## BEGIN EXCERPT PROVIDED

Sunday, January 28, 2007

The mind abhors randomness

I just received an e-mail inviting me to a local screening of “America: Freedom to Fascism”, a documentary by director Aaron Russo (Trading Places, The Rose).

Based on the reviews, AFF appears to be another of those international conspiracy-hyping exposés popular among the disenfranchised of the far right, and – post-9/11 – increasingly popular on the far left.

International banks control the country through the Federal Reserve. There’s no law requiring you to pay taxes; you’ve been duped. THEY are tracking your every move. Be afraid. Be very afraid.

The Bilderbergers, the Illuminati, Skull and Bones, the Trilateral Commission and the Council on Foreign Relations are somewhere in there too, I’m sure, as they have been for decades.

That the documentary has appeal on both the fringe left and the fringe right reinforces my contention that the further left and the further right one goes, the more alike people think. They don’t necessarily believe the same things, but they believe the same way: suspicious, paranoid, rigid, tribal and doctrinaire.

## END EXCERPT PROVIDED

◆ WHAT TO DO:
1. Copy the post on the conspiracy documentary from "International banks control" to "been for decades.".
2. Pick up the post on the conspiracy documentary where it stops and keep writing.

## BEGIN DATA ROWS

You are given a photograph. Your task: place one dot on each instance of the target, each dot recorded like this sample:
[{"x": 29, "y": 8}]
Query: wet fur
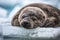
[{"x": 52, "y": 13}]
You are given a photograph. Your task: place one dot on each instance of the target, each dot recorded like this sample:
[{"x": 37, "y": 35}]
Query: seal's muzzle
[{"x": 26, "y": 24}]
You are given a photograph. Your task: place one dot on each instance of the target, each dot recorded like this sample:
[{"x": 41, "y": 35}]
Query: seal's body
[{"x": 37, "y": 14}]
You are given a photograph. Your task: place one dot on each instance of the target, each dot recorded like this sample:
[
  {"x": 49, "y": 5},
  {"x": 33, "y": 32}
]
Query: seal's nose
[{"x": 26, "y": 24}]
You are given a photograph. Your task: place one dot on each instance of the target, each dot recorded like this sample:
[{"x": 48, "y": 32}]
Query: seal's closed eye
[{"x": 24, "y": 16}]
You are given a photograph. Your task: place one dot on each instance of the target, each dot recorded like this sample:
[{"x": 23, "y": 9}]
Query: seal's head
[{"x": 31, "y": 17}]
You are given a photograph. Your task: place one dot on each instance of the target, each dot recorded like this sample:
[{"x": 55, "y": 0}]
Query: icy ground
[{"x": 22, "y": 32}]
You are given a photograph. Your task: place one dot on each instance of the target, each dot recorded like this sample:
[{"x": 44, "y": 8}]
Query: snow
[{"x": 3, "y": 12}]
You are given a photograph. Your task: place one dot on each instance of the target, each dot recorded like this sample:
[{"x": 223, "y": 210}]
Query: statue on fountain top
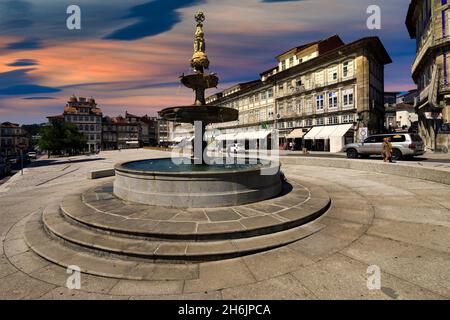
[{"x": 199, "y": 60}]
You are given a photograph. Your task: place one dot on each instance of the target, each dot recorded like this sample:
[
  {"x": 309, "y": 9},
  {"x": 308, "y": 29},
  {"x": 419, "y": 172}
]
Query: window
[
  {"x": 333, "y": 120},
  {"x": 319, "y": 102},
  {"x": 348, "y": 118},
  {"x": 309, "y": 106},
  {"x": 347, "y": 69},
  {"x": 291, "y": 62},
  {"x": 263, "y": 95},
  {"x": 348, "y": 97},
  {"x": 319, "y": 78},
  {"x": 281, "y": 108},
  {"x": 298, "y": 105},
  {"x": 332, "y": 100},
  {"x": 332, "y": 74},
  {"x": 289, "y": 106}
]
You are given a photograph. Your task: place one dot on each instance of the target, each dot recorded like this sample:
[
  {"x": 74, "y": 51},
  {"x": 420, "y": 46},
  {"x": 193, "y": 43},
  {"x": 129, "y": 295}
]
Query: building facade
[
  {"x": 87, "y": 116},
  {"x": 164, "y": 132},
  {"x": 11, "y": 137},
  {"x": 121, "y": 132},
  {"x": 314, "y": 93},
  {"x": 428, "y": 22},
  {"x": 148, "y": 130}
]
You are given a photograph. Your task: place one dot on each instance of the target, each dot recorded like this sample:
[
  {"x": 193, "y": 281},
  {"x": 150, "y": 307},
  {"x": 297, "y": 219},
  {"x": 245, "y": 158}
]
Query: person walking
[{"x": 386, "y": 150}]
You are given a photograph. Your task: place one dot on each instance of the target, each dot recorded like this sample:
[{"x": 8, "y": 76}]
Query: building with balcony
[
  {"x": 428, "y": 22},
  {"x": 87, "y": 116},
  {"x": 148, "y": 130},
  {"x": 11, "y": 137},
  {"x": 319, "y": 95},
  {"x": 164, "y": 132}
]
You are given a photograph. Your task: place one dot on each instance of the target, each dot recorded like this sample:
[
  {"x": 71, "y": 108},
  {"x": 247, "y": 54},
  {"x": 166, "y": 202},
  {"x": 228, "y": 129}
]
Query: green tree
[{"x": 61, "y": 138}]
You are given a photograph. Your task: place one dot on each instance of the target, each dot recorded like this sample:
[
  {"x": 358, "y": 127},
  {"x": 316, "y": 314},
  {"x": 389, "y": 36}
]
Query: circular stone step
[
  {"x": 73, "y": 234},
  {"x": 98, "y": 209}
]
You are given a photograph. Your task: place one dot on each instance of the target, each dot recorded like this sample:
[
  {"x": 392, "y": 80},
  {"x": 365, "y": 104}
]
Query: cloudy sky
[{"x": 129, "y": 54}]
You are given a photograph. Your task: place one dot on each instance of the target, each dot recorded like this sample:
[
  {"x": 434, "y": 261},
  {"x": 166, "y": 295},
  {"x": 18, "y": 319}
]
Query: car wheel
[
  {"x": 352, "y": 154},
  {"x": 396, "y": 154}
]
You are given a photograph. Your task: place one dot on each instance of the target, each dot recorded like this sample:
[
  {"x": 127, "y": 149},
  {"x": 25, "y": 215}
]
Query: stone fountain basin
[
  {"x": 207, "y": 114},
  {"x": 202, "y": 188}
]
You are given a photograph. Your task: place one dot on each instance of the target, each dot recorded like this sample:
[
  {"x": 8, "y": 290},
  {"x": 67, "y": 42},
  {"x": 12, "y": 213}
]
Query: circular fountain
[{"x": 199, "y": 181}]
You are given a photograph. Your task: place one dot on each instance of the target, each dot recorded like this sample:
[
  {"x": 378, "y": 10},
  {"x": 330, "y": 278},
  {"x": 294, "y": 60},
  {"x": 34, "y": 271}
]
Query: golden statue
[{"x": 199, "y": 60}]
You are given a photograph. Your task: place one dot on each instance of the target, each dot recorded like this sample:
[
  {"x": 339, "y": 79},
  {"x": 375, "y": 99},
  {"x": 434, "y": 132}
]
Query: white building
[{"x": 319, "y": 94}]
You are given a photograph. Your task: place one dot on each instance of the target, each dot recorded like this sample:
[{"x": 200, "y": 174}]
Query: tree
[{"x": 61, "y": 137}]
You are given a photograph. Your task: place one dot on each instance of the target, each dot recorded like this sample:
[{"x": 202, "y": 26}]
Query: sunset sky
[{"x": 129, "y": 54}]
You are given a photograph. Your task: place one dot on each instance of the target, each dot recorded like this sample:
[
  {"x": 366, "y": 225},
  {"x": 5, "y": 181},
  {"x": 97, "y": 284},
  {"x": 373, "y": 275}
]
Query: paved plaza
[{"x": 400, "y": 225}]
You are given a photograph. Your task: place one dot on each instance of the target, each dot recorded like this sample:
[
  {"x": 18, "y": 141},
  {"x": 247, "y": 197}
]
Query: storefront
[
  {"x": 296, "y": 137},
  {"x": 328, "y": 138}
]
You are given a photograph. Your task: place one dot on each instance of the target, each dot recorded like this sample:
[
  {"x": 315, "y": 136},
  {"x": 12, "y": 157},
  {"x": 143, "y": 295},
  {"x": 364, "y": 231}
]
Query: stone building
[
  {"x": 319, "y": 95},
  {"x": 164, "y": 132},
  {"x": 11, "y": 136},
  {"x": 121, "y": 132},
  {"x": 87, "y": 116},
  {"x": 148, "y": 130},
  {"x": 428, "y": 22}
]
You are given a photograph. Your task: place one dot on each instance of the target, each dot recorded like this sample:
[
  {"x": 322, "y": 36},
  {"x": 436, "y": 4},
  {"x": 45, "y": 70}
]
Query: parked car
[
  {"x": 404, "y": 145},
  {"x": 237, "y": 147},
  {"x": 32, "y": 155},
  {"x": 5, "y": 167}
]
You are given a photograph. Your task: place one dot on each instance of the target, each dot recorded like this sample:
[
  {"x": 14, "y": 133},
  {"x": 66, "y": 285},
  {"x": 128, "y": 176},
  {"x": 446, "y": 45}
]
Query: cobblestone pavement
[{"x": 399, "y": 224}]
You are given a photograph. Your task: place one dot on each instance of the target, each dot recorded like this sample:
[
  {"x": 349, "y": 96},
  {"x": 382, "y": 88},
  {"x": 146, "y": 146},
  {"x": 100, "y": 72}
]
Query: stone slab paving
[{"x": 405, "y": 234}]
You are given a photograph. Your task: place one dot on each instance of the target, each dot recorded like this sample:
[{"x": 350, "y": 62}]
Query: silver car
[{"x": 404, "y": 145}]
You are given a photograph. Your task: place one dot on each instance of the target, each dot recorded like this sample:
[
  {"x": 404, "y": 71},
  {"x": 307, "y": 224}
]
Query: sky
[{"x": 129, "y": 54}]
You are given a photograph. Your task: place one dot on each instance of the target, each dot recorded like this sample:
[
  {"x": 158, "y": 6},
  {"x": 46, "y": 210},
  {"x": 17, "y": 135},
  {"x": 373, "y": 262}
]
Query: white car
[{"x": 237, "y": 147}]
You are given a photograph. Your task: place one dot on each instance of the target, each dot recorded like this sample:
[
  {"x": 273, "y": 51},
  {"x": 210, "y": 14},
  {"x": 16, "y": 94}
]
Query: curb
[{"x": 410, "y": 171}]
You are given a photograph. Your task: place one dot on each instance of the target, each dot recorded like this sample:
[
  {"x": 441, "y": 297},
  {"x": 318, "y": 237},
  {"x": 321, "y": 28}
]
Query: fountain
[
  {"x": 199, "y": 181},
  {"x": 159, "y": 219}
]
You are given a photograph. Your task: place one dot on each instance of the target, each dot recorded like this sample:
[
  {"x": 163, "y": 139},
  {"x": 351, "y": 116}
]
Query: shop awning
[
  {"x": 178, "y": 139},
  {"x": 296, "y": 134},
  {"x": 248, "y": 135},
  {"x": 341, "y": 130},
  {"x": 311, "y": 135},
  {"x": 326, "y": 132},
  {"x": 258, "y": 135},
  {"x": 226, "y": 137}
]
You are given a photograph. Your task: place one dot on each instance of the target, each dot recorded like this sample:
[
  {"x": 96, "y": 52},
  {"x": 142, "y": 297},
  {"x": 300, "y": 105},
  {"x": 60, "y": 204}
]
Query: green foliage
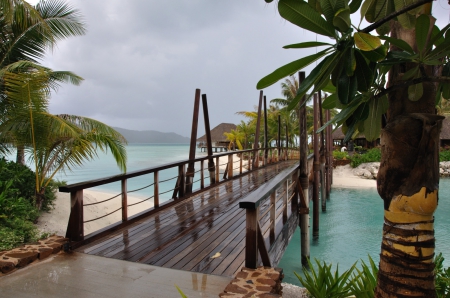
[
  {"x": 24, "y": 183},
  {"x": 364, "y": 282},
  {"x": 340, "y": 155},
  {"x": 357, "y": 64},
  {"x": 444, "y": 155},
  {"x": 442, "y": 281},
  {"x": 371, "y": 155},
  {"x": 16, "y": 218},
  {"x": 322, "y": 283}
]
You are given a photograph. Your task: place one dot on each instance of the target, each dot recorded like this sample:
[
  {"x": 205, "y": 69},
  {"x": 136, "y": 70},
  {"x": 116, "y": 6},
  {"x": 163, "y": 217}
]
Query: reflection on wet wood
[{"x": 205, "y": 233}]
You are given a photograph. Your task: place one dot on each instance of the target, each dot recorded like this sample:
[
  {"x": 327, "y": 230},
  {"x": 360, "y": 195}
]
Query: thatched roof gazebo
[
  {"x": 218, "y": 139},
  {"x": 360, "y": 140}
]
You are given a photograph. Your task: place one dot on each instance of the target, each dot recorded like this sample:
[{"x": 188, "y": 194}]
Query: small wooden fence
[
  {"x": 209, "y": 176},
  {"x": 272, "y": 217}
]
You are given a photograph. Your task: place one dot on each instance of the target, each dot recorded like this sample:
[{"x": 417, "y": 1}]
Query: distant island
[{"x": 152, "y": 136}]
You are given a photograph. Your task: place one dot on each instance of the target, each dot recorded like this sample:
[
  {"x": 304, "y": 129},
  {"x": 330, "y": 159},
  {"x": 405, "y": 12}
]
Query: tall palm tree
[{"x": 54, "y": 142}]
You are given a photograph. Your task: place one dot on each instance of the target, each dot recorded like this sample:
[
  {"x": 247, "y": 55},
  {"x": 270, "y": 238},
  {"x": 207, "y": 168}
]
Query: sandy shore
[
  {"x": 343, "y": 177},
  {"x": 56, "y": 221}
]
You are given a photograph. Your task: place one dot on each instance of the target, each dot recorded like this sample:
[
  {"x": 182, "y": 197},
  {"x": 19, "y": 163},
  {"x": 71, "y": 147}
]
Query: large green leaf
[
  {"x": 354, "y": 5},
  {"x": 363, "y": 72},
  {"x": 342, "y": 20},
  {"x": 372, "y": 125},
  {"x": 405, "y": 19},
  {"x": 309, "y": 44},
  {"x": 288, "y": 69},
  {"x": 415, "y": 92},
  {"x": 376, "y": 55},
  {"x": 366, "y": 42},
  {"x": 346, "y": 88},
  {"x": 330, "y": 8},
  {"x": 401, "y": 44},
  {"x": 422, "y": 29},
  {"x": 303, "y": 15},
  {"x": 344, "y": 114},
  {"x": 330, "y": 102}
]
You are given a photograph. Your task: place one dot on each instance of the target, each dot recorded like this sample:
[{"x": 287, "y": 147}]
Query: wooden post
[
  {"x": 251, "y": 238},
  {"x": 304, "y": 181},
  {"x": 279, "y": 138},
  {"x": 217, "y": 170},
  {"x": 75, "y": 226},
  {"x": 156, "y": 189},
  {"x": 316, "y": 168},
  {"x": 124, "y": 201},
  {"x": 202, "y": 174},
  {"x": 258, "y": 123},
  {"x": 230, "y": 166},
  {"x": 266, "y": 141},
  {"x": 322, "y": 158},
  {"x": 273, "y": 206},
  {"x": 287, "y": 144},
  {"x": 211, "y": 166},
  {"x": 182, "y": 185},
  {"x": 191, "y": 170}
]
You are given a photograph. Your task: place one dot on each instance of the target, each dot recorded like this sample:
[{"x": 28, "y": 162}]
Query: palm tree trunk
[
  {"x": 408, "y": 182},
  {"x": 20, "y": 157}
]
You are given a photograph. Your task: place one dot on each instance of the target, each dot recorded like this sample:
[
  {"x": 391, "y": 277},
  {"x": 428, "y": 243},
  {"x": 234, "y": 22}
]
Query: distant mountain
[{"x": 152, "y": 136}]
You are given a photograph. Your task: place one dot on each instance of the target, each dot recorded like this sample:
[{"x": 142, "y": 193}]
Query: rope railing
[{"x": 205, "y": 174}]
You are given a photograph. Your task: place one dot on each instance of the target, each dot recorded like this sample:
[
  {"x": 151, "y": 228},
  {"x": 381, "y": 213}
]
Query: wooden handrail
[
  {"x": 254, "y": 239},
  {"x": 75, "y": 229}
]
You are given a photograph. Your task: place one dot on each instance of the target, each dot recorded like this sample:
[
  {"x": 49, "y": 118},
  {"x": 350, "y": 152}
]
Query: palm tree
[
  {"x": 235, "y": 137},
  {"x": 54, "y": 142}
]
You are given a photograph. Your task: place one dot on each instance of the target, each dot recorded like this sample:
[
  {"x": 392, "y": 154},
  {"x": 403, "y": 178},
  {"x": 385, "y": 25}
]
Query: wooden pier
[{"x": 204, "y": 233}]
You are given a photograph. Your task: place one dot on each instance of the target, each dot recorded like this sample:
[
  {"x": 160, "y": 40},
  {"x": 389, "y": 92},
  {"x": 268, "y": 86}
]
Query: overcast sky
[{"x": 143, "y": 59}]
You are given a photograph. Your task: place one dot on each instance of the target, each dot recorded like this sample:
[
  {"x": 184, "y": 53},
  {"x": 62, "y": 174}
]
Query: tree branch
[
  {"x": 412, "y": 82},
  {"x": 393, "y": 15}
]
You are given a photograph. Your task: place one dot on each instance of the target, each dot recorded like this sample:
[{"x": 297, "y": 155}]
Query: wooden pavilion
[{"x": 218, "y": 139}]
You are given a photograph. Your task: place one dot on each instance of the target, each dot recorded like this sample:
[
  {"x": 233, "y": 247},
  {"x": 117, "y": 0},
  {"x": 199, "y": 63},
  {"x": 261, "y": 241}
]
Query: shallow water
[{"x": 351, "y": 229}]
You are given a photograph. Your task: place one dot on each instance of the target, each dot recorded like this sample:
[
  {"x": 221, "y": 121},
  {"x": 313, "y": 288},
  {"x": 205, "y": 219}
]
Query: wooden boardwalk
[{"x": 204, "y": 233}]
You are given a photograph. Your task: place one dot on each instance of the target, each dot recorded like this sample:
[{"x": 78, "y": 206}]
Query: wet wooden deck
[{"x": 204, "y": 233}]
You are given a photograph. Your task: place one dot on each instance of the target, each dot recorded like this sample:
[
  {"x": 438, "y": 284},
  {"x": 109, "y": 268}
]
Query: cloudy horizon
[{"x": 143, "y": 61}]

## END DATA ROWS

◆ SOLVED PROBLEMS:
1.
International banks control the country through the Federal Reserve. There’s no law requiring you to pay taxes; you’ve been duped. THEY are tracking your every move. Be afraid. Be very afraid.

The Bilderbergers, the Illuminati, Skull and Bones, the Trilateral Commission and the Council on Foreign Relations are somewhere in there too, I’m sure, as they have been for decades.

2.
Humans once defined ourselves as the only tool-making animal, only to find out we were not. In fact, we are a pattern-seeking species. As infants we divine how the world works by experiment. Little Isaac Netwons, we make sense of the world by finding the hidden patterns behind everyday actions. And where there is no pattern, we’ll impose one. We see animals in cloud formations, faces in ink blots, God's wrath in a hurricane, and madonnas in building stains and cheese sandwiches. When a loved one dies tragically, we ask, “Why?” and assume there is a reason. There has to be.

Nature abhors a vacuum. The mind abhors randomness.

So especially when our world seems to be coming apart, we seek a pattern and a mind(s) behind the madness: the devil, liberals, fascists, communists, whoever. Anything but randomness and chaos.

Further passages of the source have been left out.